● **Task objective**
Retype the entries below exactly, but begin at the line containing "pixel 1194 783" and end at the last line.

---------- Provided records ----------

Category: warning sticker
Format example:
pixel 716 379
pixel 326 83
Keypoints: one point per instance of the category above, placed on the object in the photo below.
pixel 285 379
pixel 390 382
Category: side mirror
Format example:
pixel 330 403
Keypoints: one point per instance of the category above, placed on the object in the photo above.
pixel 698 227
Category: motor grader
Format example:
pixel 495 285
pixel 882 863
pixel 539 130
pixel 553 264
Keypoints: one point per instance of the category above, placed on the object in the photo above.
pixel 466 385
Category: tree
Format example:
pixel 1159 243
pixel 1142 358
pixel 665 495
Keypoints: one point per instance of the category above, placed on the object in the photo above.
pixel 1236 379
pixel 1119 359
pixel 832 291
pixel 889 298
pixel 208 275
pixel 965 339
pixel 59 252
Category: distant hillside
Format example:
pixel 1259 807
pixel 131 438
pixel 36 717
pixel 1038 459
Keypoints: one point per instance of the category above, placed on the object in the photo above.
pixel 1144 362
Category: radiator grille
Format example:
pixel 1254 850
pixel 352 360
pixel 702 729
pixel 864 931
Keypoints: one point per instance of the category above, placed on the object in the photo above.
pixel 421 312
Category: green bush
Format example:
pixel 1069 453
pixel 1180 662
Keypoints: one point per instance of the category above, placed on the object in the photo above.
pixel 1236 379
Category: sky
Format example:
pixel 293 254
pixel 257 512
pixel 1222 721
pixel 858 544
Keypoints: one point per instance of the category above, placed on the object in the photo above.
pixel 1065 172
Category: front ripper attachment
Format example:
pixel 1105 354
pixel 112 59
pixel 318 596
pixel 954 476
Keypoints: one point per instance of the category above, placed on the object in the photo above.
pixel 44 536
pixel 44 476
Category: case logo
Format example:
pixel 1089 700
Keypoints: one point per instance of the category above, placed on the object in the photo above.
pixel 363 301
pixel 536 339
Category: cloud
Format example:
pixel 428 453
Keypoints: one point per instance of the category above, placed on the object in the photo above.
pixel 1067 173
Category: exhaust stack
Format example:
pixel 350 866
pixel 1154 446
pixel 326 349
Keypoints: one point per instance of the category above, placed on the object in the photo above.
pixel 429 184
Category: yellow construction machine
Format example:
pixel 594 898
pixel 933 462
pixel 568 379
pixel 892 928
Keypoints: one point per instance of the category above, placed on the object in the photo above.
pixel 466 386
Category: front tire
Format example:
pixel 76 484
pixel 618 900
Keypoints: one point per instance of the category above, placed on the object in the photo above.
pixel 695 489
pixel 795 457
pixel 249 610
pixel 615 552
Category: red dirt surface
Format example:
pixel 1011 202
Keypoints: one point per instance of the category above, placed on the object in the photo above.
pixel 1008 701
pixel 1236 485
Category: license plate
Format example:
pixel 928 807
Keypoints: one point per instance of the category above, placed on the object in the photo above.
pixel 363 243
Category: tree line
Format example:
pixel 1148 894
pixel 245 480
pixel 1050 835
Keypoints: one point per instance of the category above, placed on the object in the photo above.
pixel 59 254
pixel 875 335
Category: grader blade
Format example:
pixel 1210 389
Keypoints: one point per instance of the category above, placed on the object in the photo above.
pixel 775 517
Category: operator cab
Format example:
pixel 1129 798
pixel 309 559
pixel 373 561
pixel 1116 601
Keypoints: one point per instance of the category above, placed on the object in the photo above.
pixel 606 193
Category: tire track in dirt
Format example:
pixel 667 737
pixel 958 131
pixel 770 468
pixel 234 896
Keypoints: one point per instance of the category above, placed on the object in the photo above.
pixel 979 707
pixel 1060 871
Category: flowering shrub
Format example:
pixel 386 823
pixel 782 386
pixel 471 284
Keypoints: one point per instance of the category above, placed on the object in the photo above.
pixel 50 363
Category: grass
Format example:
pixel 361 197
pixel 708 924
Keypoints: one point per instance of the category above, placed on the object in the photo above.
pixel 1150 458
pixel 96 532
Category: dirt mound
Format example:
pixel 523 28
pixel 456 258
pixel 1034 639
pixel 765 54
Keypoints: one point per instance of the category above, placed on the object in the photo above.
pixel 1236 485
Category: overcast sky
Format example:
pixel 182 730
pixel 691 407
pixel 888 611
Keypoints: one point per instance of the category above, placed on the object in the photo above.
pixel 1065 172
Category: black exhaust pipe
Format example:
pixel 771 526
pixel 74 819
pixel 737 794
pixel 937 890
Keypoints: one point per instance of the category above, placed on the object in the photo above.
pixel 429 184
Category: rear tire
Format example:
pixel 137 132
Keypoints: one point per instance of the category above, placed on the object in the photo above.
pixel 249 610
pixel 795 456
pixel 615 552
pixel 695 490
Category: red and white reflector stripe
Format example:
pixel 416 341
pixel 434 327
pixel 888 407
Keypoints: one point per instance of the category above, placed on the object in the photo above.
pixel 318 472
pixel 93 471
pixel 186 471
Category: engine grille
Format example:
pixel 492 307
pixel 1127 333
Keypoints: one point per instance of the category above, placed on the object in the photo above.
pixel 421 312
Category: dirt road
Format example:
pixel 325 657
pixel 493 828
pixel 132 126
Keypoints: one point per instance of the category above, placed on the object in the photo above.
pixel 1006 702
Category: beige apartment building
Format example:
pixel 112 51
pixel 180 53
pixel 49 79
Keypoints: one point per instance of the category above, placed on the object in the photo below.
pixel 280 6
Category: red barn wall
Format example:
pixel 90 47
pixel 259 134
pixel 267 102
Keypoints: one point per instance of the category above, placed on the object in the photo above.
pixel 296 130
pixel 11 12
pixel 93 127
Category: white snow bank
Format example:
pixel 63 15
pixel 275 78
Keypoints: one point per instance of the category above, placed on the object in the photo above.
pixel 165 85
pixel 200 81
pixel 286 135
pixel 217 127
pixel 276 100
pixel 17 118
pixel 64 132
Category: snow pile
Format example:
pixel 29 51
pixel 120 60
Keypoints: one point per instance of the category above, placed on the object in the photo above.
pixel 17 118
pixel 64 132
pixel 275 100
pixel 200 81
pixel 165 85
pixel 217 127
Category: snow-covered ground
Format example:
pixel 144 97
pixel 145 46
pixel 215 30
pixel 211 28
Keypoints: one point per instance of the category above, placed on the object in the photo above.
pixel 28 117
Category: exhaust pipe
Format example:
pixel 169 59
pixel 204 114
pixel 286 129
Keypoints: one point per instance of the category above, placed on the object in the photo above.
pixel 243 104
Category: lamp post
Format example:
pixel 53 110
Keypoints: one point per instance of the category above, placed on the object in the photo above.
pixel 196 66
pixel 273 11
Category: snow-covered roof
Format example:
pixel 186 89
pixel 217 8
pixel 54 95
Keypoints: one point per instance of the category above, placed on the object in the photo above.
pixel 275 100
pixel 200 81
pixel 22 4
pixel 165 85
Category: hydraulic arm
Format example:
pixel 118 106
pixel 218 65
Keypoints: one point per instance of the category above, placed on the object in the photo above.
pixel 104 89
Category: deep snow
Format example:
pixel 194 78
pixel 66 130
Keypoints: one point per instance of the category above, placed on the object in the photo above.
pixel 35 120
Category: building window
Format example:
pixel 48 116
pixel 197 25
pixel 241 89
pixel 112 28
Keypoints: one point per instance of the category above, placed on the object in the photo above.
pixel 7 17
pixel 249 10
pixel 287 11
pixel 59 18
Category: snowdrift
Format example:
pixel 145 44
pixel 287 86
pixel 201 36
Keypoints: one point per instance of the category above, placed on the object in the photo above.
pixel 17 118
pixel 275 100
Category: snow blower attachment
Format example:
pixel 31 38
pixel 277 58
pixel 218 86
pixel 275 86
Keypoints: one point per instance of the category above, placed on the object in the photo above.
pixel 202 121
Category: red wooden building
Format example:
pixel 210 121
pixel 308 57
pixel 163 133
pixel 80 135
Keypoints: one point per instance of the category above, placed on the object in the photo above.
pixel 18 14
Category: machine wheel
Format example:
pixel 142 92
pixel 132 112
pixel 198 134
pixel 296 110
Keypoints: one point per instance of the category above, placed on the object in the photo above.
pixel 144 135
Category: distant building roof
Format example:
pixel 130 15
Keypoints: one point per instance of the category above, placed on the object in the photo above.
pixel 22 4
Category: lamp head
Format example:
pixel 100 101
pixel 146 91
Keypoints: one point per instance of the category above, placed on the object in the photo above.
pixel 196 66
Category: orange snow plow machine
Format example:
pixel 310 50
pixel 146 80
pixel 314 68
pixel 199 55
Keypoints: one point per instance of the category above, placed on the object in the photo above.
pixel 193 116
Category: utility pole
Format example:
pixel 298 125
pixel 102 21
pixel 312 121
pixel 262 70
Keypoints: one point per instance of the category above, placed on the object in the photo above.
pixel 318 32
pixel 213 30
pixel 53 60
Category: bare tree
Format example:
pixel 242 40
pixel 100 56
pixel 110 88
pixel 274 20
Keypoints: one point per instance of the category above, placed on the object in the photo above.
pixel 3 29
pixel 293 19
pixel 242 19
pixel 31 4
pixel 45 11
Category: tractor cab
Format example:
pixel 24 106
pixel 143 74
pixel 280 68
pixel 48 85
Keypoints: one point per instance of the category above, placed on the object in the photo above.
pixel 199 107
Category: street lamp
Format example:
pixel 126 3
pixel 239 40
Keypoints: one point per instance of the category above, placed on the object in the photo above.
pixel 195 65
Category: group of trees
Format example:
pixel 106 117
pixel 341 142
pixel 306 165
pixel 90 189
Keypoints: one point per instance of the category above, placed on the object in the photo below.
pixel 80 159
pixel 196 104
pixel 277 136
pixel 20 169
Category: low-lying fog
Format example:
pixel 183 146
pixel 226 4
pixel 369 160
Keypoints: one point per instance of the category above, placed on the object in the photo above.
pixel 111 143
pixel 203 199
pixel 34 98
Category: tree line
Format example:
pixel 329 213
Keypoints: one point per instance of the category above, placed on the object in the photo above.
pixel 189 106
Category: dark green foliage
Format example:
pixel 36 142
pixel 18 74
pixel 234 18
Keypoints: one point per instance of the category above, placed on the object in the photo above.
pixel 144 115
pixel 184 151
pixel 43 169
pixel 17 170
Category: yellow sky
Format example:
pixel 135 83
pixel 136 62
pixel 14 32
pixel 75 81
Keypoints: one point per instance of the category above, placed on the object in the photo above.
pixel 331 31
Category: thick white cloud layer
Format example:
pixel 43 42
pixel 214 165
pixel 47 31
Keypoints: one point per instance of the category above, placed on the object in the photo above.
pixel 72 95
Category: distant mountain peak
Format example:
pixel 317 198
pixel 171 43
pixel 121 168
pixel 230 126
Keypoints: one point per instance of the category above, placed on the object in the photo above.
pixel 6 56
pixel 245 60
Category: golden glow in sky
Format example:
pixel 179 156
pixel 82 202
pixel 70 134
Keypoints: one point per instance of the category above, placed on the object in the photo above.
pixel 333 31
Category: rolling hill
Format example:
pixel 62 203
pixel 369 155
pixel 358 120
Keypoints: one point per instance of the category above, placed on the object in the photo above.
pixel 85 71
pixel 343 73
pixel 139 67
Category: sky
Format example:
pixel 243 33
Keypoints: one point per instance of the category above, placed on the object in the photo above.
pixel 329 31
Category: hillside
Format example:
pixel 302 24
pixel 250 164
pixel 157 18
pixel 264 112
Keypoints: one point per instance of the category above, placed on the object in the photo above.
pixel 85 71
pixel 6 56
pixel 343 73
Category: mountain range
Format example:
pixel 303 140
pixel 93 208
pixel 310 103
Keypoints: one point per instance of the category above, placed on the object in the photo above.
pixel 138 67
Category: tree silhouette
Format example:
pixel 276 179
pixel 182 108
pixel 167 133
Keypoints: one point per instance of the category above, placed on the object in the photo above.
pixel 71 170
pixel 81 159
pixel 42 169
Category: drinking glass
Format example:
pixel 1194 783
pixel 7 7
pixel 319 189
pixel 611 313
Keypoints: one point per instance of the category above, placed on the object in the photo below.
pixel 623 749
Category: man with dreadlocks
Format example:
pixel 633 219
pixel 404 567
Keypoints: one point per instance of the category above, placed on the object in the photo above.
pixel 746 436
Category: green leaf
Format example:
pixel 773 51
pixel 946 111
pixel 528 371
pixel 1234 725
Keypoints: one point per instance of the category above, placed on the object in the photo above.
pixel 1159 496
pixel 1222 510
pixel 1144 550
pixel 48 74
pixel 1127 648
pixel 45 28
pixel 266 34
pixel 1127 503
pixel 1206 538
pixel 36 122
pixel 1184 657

----------

● **Exercise result**
pixel 1194 783
pixel 7 7
pixel 319 189
pixel 611 313
Keypoints: one point per instance of the category above, placed on the object in the photo below.
pixel 623 749
Category: man with dreadlocks
Format example:
pixel 633 219
pixel 404 567
Keypoints: one point per instance of the category above, placed on the object in the photo above.
pixel 746 436
Category: green leaf
Format example:
pixel 773 51
pixel 946 111
pixel 528 371
pixel 1234 725
Keypoints: one point per instance of the category above, placed on the object in the photo above.
pixel 1159 496
pixel 1222 510
pixel 1144 550
pixel 48 74
pixel 1127 648
pixel 45 28
pixel 266 34
pixel 1127 503
pixel 1206 538
pixel 36 122
pixel 1184 657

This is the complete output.